◆ REQUIRED TASK ◆
Please repeat the rows below word for word, from the line with "Can you find the metal" through the end of the rows, including both ends. Leave the pictures out of your answer.

═════ MATERIAL PROVIDED

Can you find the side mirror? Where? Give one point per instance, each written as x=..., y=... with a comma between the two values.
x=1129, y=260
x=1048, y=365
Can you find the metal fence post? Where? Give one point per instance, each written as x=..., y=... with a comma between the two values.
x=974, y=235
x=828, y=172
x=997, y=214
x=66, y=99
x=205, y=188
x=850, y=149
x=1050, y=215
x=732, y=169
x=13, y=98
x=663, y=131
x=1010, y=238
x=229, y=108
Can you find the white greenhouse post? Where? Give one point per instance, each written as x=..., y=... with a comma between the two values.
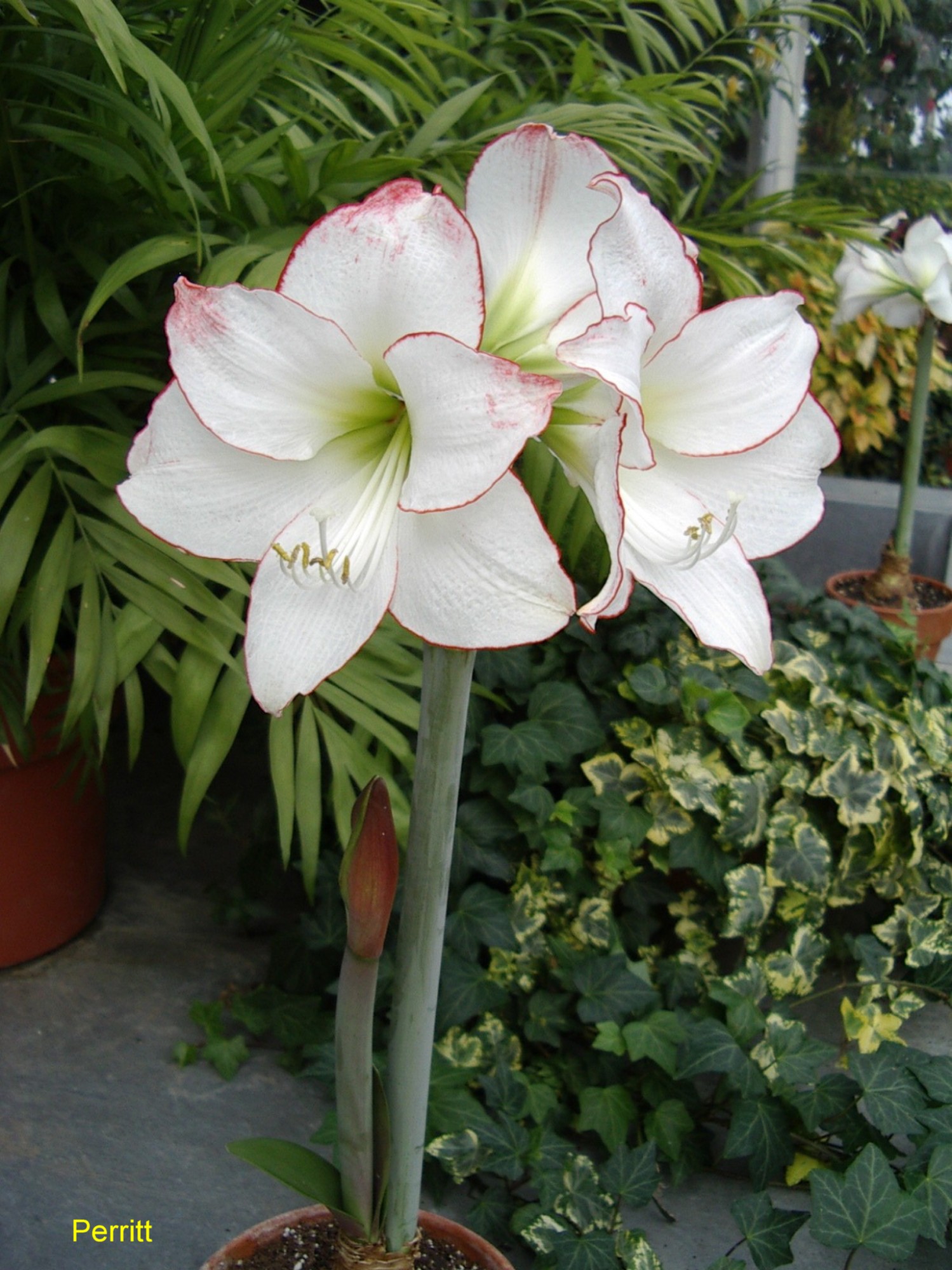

══════════

◆ SOLVED EXERCISE ◆
Can you find the metal fence post? Where? Give one point per instance, each written as x=..., y=... with a comma between the two values.
x=974, y=235
x=828, y=172
x=997, y=214
x=66, y=99
x=205, y=188
x=850, y=149
x=1050, y=215
x=732, y=169
x=13, y=98
x=663, y=131
x=1010, y=238
x=229, y=108
Can you find the white greenhouse post? Where? Give one point per instance, each written as x=..., y=... with a comma between the two values.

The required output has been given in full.